Your goal: Every entry is to be printed again precisely as given.
=======
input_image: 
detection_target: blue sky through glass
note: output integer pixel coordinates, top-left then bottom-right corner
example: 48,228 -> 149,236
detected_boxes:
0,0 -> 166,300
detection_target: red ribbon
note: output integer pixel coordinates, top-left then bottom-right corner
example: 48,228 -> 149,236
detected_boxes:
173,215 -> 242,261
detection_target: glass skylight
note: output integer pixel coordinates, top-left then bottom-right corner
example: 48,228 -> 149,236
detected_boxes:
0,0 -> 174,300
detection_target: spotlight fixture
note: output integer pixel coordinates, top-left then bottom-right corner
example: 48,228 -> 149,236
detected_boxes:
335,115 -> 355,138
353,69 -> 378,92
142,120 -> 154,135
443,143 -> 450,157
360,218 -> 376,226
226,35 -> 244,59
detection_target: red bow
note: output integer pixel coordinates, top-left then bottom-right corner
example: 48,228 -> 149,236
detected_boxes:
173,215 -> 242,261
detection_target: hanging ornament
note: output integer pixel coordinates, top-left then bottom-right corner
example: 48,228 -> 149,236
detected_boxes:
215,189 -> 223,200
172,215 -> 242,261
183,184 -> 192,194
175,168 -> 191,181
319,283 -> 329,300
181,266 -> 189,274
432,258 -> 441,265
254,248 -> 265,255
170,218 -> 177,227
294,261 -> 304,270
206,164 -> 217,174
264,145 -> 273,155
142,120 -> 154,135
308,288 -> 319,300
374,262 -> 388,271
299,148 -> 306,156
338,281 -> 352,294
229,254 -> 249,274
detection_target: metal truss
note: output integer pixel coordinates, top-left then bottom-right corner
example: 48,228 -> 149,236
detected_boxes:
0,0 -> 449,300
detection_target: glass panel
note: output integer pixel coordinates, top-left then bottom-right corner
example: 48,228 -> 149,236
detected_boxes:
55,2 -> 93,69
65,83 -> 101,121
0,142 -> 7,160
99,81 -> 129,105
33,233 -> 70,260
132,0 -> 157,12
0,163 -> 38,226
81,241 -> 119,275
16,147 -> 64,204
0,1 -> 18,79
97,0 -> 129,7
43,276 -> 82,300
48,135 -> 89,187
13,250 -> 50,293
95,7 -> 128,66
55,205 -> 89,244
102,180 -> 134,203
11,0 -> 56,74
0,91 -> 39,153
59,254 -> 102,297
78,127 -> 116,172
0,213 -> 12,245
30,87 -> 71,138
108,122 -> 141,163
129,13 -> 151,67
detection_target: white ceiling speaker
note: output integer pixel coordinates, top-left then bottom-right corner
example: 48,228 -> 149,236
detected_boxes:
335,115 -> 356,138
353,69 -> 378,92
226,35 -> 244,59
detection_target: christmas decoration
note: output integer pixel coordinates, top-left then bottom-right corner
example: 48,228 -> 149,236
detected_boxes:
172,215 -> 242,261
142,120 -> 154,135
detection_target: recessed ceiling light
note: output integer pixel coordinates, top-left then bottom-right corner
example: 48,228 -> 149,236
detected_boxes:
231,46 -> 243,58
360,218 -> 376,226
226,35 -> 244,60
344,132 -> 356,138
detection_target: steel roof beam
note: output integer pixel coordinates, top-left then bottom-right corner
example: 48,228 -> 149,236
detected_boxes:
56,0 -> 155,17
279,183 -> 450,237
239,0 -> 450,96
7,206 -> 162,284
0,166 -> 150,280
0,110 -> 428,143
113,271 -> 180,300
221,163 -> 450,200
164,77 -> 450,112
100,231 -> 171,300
=======
Output:
input_image: 
detection_target: blue sky through glass
note: output integer pixel coordinates, top-left then bottom-right corner
example: 48,228 -> 149,236
detected_boxes:
0,0 -> 166,300
detection_target: red ribbon
note: output integer pixel coordinates, top-left then bottom-right corner
example: 48,228 -> 149,236
detected_boxes:
173,215 -> 242,261
detection_target: glass skylight
note: output integer pixel coordinates, top-left then bottom-right corner
example: 48,228 -> 149,236
detected_boxes:
0,0 -> 174,300
detection_target: spotlight fixture
note: output integer pixel coordinates, top-left then bottom-right corner
example: 48,228 -> 149,236
detected_boxes:
335,115 -> 355,138
353,69 -> 378,92
142,120 -> 154,135
443,143 -> 450,157
360,218 -> 376,226
226,35 -> 244,59
detection_target: red bow
note: output integer pixel coordinates, top-left then bottom-right corner
example: 48,228 -> 149,236
detected_boxes:
173,215 -> 242,261
detection_target: hanging ornament
note: output integer pixel coordinates, top-left then bottom-right corner
example: 48,228 -> 149,236
detected_boxes:
215,189 -> 223,200
172,215 -> 242,261
183,184 -> 192,194
175,168 -> 191,181
319,283 -> 329,300
181,266 -> 189,274
432,258 -> 441,265
254,248 -> 265,255
170,218 -> 177,227
294,261 -> 304,270
206,164 -> 217,174
264,145 -> 273,155
142,120 -> 154,135
308,288 -> 319,300
374,262 -> 388,271
299,148 -> 306,156
338,281 -> 352,294
229,254 -> 249,274
detection_target: metal truss
note: output integer pixel coordinates, top-left then bottom-right corner
example: 48,228 -> 149,236
detected_boxes:
0,0 -> 449,300
detection_target: glass panel
note: output integer pixel coordinates, top-left then bottom-right corner
example: 48,228 -> 149,236
detected_boxes:
55,2 -> 93,69
65,83 -> 101,121
0,142 -> 7,160
99,81 -> 129,105
33,233 -> 70,260
132,0 -> 157,12
0,163 -> 38,226
81,241 -> 119,275
16,147 -> 64,204
0,1 -> 18,79
97,0 -> 129,7
43,276 -> 82,300
48,135 -> 89,187
13,250 -> 50,293
95,7 -> 128,66
55,205 -> 89,244
102,180 -> 134,203
11,0 -> 56,74
0,91 -> 39,153
59,254 -> 102,297
78,127 -> 116,172
0,213 -> 12,245
30,87 -> 71,138
108,122 -> 141,163
129,13 -> 151,67
detection_target: white ceiling speaker
note: output integer pixel coordinates, top-left then bottom-right corner
example: 48,228 -> 149,236
detected_boxes:
335,115 -> 356,138
353,69 -> 378,92
226,35 -> 244,59
detection_target: christmas decoration
note: output integer pixel coordinates, top-left then bottom-right corner
example: 48,228 -> 149,236
detected_boxes:
172,215 -> 242,261
142,120 -> 154,135
detection_target: recessed ceiling light
note: output integer pixel coordinates, top-left then bottom-right corner
example: 48,228 -> 149,236
detected_boxes:
231,46 -> 243,58
360,218 -> 376,226
226,35 -> 244,60
344,132 -> 356,138
detection_target: steel roof beam
note: output integer pixel coordinates, top-left then bottom-right corner
example: 48,228 -> 149,236
detected_boxes:
56,0 -> 155,17
279,183 -> 450,237
239,0 -> 450,96
7,206 -> 162,284
0,166 -> 150,280
0,110 -> 428,143
113,271 -> 180,300
221,163 -> 450,200
164,77 -> 450,112
100,231 -> 171,300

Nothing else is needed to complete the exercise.